**PAGE EXCERPT**
== Segment start ==


  4. Great post Derek. Like others have said you hit the nail on the head. My parents have always been good with saving but they are working to ramp up their retirement assets and cash. They are doing the real estate plan. They just bought a second house and plan to have it paid off within the next 2-3 years. They also own some extra land. They don’t plan on using this money right now but if the needed to they could sell the properties and be just fine.

    • I do love real estate! They can pay off each house within 2-3 years and then bank all of the additional rent. Plus, they now have a very valuable asset that can be sold later! 🙂

  5. Unfortunately, I do know some people in this situation. 1 who is in his upper 50’s and has no nest egg and the other in his upper 20’s that has a mountain of debt and a lifestyle that is not allowing any movement on that debt. I’ve tried to give subtle advice and purchased some financial books for the younger friend but to no avail.

    I feel like i’m watching a slow motion train wreck where I know they will get run over but they refuse to get off the tracks.

    • It really is unfortunate isn’t it. You really want to help them, but if they don’t want to help themselves, there’s nothing you can do. Hopefully he doesn’t wake up (from his irresponsible ways) too late….

  6. I love the tip to make your hobbies work for you. My father in law recently retired so that he could focus on his woodworking hobby. He’s doing what he loves and getting paid for it!

    • That’s exactly what I’m talking about! Good for your dad-in-law!

  7. I learned early that if you make your goal reasonable and make savings a priority, you achieve your goal. I know I did!

    • Planning is a huge step in the process. Many people don’t have a plan and guess what?? They never experience the life that they expected in their retirement years.

  8. It’s all about the company you’re with and the memories you create. <— Man, I always try to tell my girlfriend this when she wants to go to the $50 a plate dinners!! LOL

    • Haha! Don’t worry, you’re not the only one that has trouble averting the lady from those expensive dinners…. 😉

  9. Well, it is not the youngsters are not thinking – but first they have to pay back student loans & mortgage.
    Believe you me, what the banks are charging you, is more that you can earn on a stock market.

    But the main thing – life is collection of experiences and many things are only fun when you do them young : -)

== Segment end ==

**EXERCISE SET**
1. In the comment thread on retirement saving, why did one commenter's father-in-law retire?
2. Extend the comment thread on retirement saving, picking up after its final comment.

**DATASET CONTENT**
== Segment start ==

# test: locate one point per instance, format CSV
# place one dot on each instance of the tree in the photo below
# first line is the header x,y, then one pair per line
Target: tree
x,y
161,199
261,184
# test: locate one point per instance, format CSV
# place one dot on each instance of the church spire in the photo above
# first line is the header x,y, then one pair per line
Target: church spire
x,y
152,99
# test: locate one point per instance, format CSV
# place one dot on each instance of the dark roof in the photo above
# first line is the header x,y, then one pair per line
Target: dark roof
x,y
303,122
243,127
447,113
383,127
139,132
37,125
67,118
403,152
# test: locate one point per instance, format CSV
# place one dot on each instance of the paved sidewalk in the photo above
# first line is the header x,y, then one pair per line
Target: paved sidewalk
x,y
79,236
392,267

== Segment end ==
== Segment start ==

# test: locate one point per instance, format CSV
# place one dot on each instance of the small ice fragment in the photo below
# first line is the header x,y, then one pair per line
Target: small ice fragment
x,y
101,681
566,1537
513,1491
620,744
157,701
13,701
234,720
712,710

== Segment end ==
== Segment start ==

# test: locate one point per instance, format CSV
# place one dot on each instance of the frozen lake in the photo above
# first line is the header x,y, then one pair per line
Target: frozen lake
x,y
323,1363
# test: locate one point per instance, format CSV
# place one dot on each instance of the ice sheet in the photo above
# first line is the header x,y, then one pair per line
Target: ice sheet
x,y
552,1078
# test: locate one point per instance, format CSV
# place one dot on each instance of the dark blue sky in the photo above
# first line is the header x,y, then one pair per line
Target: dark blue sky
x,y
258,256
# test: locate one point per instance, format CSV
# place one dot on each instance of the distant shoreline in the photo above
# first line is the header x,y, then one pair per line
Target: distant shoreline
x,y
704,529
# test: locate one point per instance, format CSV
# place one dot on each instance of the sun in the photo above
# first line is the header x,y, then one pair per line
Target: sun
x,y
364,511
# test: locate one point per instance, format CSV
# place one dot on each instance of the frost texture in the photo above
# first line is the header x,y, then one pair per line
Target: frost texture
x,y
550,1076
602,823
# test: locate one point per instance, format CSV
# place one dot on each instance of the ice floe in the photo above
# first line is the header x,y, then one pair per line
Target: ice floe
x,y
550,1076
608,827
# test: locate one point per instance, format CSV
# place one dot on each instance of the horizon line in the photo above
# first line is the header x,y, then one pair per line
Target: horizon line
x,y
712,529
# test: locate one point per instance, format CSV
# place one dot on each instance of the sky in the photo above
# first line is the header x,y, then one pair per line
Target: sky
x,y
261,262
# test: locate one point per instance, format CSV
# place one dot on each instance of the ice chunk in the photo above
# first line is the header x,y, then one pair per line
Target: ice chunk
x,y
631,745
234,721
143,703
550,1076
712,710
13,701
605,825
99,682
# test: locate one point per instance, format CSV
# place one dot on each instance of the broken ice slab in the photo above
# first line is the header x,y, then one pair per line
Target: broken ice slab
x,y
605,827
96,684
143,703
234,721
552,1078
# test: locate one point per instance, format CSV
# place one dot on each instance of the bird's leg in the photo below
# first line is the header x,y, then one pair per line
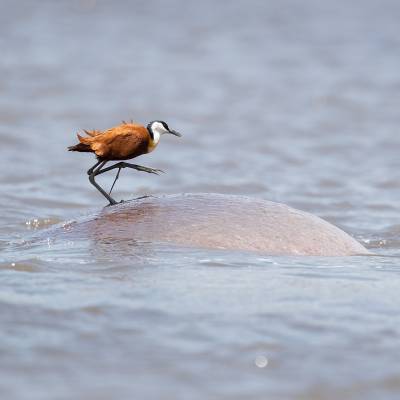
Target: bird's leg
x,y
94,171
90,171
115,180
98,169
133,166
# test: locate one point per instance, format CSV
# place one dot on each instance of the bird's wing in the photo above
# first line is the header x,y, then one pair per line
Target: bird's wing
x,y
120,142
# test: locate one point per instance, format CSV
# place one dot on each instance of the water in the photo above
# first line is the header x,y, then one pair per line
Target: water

== Segment end ==

**TASK RESPONSES**
1. He retired so that he could focus on his woodworking hobby.

2.
    • That is true, some kids are paying off their student loans, but I’m talking about those 20-somethings that go out and buy a brand new car, a big screen TV, and a boat for their weekend parties. These kids should definitely be putting some money toward the future rather than just lavishing themselves with the materials of the present.

  10. If you can manage to NOT be one of the 95% of people who give up either of the 2 industries I’m about to mention within 3 months of starting, both Internet Marketing and Muli-Level Marketing can provide a great passive income. But you have to persistent and patient.

    • Sounds like you’re on the hunt for some passive income! I wish you luck and hopefully you are able to live your dreams! I’d love to hear more about your business ventures if you’d like to shoot me an email. 🙂

  11. These are all great ideas! I agree with you about the hobbies being more important than the money earned. If you love what you do, your stress level will be less and you will be able to enjoy life even if the earnings might be less. If you are constantly fighting for money, money, money – the joy of the journey could be lost!

    • I couldn’t have said it better myself! Life is short so it’s better to enjoy your time rather than thinking about “money, money, money” (as you say 🙂 ).

  12. Put me down as one who didn’t overly think about retirement in my 30’s, much less my 20’s. I reformed in my late 30’s, and I’m now in a comfortable, but nowhere near satisfied state 🙂

    • Don’t you wish you could just go back and straighten your younger self out? I wish I would have been wiser when I was younger, but I’m still in my mid-20s, so I’m probably better off than most.